◆ Exercise details: Copy every line from the data below in which the string "silver" can be found.

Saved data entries
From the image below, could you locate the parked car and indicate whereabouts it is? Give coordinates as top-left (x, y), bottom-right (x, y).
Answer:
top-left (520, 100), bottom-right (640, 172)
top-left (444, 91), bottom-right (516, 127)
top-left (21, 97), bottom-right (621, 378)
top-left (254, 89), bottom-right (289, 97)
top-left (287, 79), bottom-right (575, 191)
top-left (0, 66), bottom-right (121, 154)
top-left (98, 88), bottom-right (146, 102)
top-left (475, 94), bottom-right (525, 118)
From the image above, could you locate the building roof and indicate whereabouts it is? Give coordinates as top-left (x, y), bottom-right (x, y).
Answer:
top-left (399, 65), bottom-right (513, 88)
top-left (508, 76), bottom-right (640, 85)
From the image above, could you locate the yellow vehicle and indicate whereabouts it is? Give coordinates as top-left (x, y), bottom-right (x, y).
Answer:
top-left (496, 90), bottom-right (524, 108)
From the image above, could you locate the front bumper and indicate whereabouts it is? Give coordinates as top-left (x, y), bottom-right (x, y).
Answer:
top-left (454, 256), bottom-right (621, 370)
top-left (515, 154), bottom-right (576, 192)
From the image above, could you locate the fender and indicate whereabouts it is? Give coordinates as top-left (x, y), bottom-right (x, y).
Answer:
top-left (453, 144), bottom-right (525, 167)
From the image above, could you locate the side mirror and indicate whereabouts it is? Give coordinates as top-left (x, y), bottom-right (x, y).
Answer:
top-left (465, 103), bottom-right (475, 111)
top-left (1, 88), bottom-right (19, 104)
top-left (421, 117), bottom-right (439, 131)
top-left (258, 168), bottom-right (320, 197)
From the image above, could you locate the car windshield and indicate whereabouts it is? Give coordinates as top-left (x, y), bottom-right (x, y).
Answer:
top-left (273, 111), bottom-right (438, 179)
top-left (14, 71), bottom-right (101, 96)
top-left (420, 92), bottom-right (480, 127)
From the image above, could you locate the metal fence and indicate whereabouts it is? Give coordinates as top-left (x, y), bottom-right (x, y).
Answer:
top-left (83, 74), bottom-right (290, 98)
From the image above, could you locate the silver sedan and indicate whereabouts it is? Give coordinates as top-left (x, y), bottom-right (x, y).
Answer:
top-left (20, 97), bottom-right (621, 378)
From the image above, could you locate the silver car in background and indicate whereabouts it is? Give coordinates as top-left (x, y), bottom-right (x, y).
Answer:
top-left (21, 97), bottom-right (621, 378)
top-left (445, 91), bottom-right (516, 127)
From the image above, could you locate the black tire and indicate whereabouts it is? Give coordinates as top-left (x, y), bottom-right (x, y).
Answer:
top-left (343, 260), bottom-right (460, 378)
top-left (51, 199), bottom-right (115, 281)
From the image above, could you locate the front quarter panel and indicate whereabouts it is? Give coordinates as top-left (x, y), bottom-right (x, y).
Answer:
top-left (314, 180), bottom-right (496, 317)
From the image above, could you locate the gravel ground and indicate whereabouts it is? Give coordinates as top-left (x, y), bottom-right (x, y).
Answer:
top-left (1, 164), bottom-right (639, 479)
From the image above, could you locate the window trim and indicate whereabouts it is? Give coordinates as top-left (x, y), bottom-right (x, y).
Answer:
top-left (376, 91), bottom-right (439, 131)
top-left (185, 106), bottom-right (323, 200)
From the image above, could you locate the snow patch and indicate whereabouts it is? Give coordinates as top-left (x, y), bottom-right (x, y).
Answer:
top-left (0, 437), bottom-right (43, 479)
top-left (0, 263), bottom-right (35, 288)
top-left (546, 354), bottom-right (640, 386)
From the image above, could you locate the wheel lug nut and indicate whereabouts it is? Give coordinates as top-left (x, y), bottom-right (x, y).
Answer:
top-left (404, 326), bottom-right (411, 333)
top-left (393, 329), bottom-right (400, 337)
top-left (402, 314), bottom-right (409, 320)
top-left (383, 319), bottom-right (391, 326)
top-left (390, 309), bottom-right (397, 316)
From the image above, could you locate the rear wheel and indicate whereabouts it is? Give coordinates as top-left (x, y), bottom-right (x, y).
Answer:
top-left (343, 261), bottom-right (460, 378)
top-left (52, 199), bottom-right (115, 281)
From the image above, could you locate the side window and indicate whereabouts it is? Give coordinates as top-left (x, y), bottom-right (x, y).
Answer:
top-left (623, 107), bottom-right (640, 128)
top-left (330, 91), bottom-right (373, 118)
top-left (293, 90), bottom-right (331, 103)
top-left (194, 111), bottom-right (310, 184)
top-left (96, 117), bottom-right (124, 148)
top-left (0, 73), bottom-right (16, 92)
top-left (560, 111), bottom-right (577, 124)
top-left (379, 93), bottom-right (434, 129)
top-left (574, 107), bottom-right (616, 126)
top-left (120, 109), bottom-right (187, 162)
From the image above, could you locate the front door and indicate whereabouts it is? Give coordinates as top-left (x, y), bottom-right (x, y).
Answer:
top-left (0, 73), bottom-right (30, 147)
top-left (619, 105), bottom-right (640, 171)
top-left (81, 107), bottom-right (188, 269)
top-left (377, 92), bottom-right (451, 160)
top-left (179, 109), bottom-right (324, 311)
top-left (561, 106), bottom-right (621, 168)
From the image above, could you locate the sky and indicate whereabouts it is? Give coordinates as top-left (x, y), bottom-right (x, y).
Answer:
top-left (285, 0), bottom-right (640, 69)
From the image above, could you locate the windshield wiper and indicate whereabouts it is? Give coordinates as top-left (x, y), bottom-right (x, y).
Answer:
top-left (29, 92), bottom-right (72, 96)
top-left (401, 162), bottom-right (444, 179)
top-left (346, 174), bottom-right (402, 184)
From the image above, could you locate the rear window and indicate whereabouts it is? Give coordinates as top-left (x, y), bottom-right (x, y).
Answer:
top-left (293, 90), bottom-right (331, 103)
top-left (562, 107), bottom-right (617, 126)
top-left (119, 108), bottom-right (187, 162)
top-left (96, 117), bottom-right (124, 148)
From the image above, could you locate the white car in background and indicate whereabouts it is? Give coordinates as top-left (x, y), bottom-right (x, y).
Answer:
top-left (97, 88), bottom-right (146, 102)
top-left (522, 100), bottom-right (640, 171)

◆ Result below:
From the image above, could you locate the silver sedan and indicate whereabouts it is? Give coordinates as top-left (x, y), bottom-right (x, y).
From the image above, could you locate the silver car in background and indicate whereabouts it is? Give coordinates as top-left (x, y), bottom-right (x, y).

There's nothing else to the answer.